▸ **Goal**: Render every line of the items below as a JSON array of strings, one string per line, with blank lines omitted.

▸ **Record excerpts**:
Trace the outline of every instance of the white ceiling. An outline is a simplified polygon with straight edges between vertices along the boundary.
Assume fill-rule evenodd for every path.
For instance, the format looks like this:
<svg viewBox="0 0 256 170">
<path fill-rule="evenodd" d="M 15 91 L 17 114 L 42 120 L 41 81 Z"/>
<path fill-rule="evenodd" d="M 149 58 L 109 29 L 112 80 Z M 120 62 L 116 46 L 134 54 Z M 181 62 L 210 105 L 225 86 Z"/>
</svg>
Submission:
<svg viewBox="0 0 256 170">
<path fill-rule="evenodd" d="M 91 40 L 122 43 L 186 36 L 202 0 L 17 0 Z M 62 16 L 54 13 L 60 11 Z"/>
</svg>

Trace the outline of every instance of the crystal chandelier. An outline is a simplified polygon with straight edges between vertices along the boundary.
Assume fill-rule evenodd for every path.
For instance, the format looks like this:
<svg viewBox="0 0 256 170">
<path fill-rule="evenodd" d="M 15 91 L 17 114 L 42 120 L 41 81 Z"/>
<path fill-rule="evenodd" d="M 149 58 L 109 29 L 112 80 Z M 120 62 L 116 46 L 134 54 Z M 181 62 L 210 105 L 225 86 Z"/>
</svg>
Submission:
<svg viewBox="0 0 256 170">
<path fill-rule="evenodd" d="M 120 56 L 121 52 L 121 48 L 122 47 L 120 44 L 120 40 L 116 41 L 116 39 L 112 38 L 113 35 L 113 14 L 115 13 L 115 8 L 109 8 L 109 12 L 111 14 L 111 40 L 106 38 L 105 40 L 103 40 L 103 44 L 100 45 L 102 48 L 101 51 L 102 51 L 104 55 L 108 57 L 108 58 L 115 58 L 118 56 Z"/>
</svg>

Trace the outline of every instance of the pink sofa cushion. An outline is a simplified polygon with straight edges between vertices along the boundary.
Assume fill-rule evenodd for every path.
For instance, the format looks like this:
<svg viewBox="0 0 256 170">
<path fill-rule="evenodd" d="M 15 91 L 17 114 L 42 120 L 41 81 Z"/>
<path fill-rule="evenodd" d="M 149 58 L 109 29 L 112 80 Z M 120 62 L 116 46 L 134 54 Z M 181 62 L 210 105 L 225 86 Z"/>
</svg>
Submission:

▸ **Answer below**:
[
  "Trace the outline of every instance of the white ceiling. An outline is a simplified polygon with straight edges between vertices along the boundary.",
  "Assume fill-rule evenodd for every path.",
  "For instance, the format looks like this:",
  "<svg viewBox=\"0 0 256 170\">",
  "<path fill-rule=\"evenodd\" d=\"M 15 91 L 17 114 L 42 120 L 41 81 Z\"/>",
  "<path fill-rule=\"evenodd\" d=\"M 149 58 L 109 29 L 112 80 Z M 120 62 L 116 46 L 134 54 Z M 181 62 L 210 105 L 225 86 Z\"/>",
  "</svg>",
  "Submission:",
  "<svg viewBox=\"0 0 256 170\">",
  "<path fill-rule=\"evenodd\" d=\"M 91 40 L 122 43 L 186 36 L 202 0 L 17 0 Z M 62 16 L 54 13 L 60 11 Z\"/>",
  "</svg>",
  "Trace the outline of every instance of the crystal chandelier. An outline is a simplified polygon with straight edges between vertices along the boundary.",
  "Assume fill-rule evenodd for every path.",
  "For instance, the format looks like this:",
  "<svg viewBox=\"0 0 256 170\">",
  "<path fill-rule=\"evenodd\" d=\"M 15 91 L 17 114 L 42 120 L 41 81 Z\"/>",
  "<path fill-rule=\"evenodd\" d=\"M 149 58 L 109 29 L 112 80 Z M 120 62 L 116 46 L 134 54 Z M 181 62 L 210 105 L 225 86 Z\"/>",
  "</svg>",
  "Submission:",
  "<svg viewBox=\"0 0 256 170\">",
  "<path fill-rule=\"evenodd\" d=\"M 120 56 L 121 52 L 121 48 L 122 47 L 120 44 L 120 40 L 116 41 L 116 39 L 112 38 L 113 35 L 113 14 L 115 13 L 115 8 L 109 8 L 109 12 L 111 14 L 111 40 L 106 38 L 105 40 L 103 40 L 103 44 L 100 45 L 102 48 L 101 51 L 102 51 L 104 55 L 108 57 L 108 58 L 115 58 L 118 56 Z\"/>",
  "</svg>",
  "Trace the outline of every instance of the pink sofa cushion. An outline is a simplified polygon with straight edges between vertices along the boundary.",
  "Assume fill-rule evenodd for every path.",
  "For instance, the format looks like this:",
  "<svg viewBox=\"0 0 256 170\">",
  "<path fill-rule=\"evenodd\" d=\"M 15 91 L 17 114 L 42 120 L 41 81 Z\"/>",
  "<path fill-rule=\"evenodd\" d=\"M 149 58 L 109 29 L 112 80 Z M 120 62 L 116 46 L 134 54 Z M 181 62 L 210 105 L 225 86 Z\"/>",
  "</svg>",
  "Submission:"
]